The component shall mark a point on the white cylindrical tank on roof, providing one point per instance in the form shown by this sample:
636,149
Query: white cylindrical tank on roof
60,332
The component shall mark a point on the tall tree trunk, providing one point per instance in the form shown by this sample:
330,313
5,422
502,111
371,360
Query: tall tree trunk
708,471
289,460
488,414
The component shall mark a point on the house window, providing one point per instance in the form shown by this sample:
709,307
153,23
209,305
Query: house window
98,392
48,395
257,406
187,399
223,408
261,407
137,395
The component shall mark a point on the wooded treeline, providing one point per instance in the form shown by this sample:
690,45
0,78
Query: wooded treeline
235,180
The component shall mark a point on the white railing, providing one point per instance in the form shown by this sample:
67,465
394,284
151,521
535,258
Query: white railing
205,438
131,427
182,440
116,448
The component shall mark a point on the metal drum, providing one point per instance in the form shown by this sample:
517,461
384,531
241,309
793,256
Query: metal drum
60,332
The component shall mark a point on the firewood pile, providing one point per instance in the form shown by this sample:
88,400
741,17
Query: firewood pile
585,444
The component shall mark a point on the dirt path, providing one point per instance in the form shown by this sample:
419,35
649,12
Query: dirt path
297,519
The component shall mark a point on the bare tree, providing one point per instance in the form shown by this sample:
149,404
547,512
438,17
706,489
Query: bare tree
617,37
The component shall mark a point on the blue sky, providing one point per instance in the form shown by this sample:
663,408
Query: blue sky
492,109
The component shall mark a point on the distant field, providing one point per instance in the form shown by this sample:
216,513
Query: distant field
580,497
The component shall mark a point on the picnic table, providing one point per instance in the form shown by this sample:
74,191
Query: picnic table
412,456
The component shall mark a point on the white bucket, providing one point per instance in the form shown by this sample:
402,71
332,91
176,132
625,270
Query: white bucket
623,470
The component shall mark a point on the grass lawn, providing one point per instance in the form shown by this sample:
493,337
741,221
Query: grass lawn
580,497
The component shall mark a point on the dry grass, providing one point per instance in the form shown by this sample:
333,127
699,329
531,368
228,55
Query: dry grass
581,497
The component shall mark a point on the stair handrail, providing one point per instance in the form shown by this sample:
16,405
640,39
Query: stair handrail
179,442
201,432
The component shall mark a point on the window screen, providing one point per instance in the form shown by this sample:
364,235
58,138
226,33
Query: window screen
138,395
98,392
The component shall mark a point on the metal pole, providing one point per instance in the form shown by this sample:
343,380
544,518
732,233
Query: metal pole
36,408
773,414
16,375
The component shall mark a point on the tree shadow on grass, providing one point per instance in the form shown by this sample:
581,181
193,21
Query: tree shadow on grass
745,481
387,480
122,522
....
Extract all of the data shown above without alteration.

The component shall mark a point on the white cylindrical tank on roof, providing one point per instance in the form shown by this sample:
636,149
Query: white cylindrical tank on roof
60,332
The component shall mark a point on the tall tree trunk, providing one point per instance in the form shown by this sample:
330,313
5,422
502,111
371,360
Query: tall tree trunk
708,471
289,460
488,414
The component shall mark a point on the house window, providing one point per instance in the form shown by this sample:
709,307
153,23
209,305
Query: house window
98,392
48,395
257,406
187,399
223,408
261,407
137,395
The component shall mark a point on the wooded treeline, providing one point per instance in the form shown by this sample:
690,45
0,78
Query: wooded treeline
235,180
The component shall mark a point on the white railing, providing one point per instance in the form shown by this sample:
67,465
394,284
151,521
535,258
Query: white railing
205,438
131,427
182,440
116,448
The component shall mark a point on the metal drum, providing one point per instance in the form shown by this sample:
517,461
384,531
241,309
793,256
Query: metal drum
60,332
The component shall mark a point on the firewood pile, providing one point per instance in the form shown by this sample:
88,400
741,17
Query: firewood pile
585,444
The component shall mark a point on the dirt path, providing one point per instance in the form shown by this sample:
419,35
649,12
Query: dirt path
297,519
The component shall mark a point on the bare tree, providing one point per instance in the form shown by this sample:
149,404
547,512
438,17
706,489
Query: bare tree
617,37
The component shall mark a point on the blue sky, providing one point per instance in the form shown by this sample:
663,408
Query: blue sky
492,109
The component shall mark a point on the distant field, providing one point per instance in the form shown by this sample:
216,513
Query: distant field
580,497
The component shall mark a point on the picnic table, providing one point per instance in the form shown by this sample:
74,191
Query: picnic table
412,456
The component shall mark a point on the white bucket, providing one point per instance in the form shown by this sample:
402,71
332,91
176,132
625,270
Query: white bucket
623,470
The component shall mark a point on the grass lawn, providing one point per instance in the form shown by this sample:
493,337
741,221
Query: grass lawn
580,497
The component shall mark a point on the dry grass, providing one point per instance in the form shown by this sample:
333,127
699,329
531,368
228,55
Query: dry grass
581,497
The component shall mark a point on the stair handrail, providing one point per instance in the form shown by this sample:
16,405
640,39
Query: stair handrail
179,442
201,432
The component shall mark a point on the window screen, providing one point per instance in the form shown by this sample:
364,235
58,138
226,33
Query: window screen
138,395
98,392
The component shall mark a point on the metal pole, providing one point per instance in the form shown by this sample:
343,380
544,518
732,233
Query: metal pole
36,408
773,414
16,375
The component shall mark a point on the tree shadow on grass, providing one point per instance in the form shown by this sample:
581,181
193,21
Query: tree shadow on grass
745,481
387,480
122,522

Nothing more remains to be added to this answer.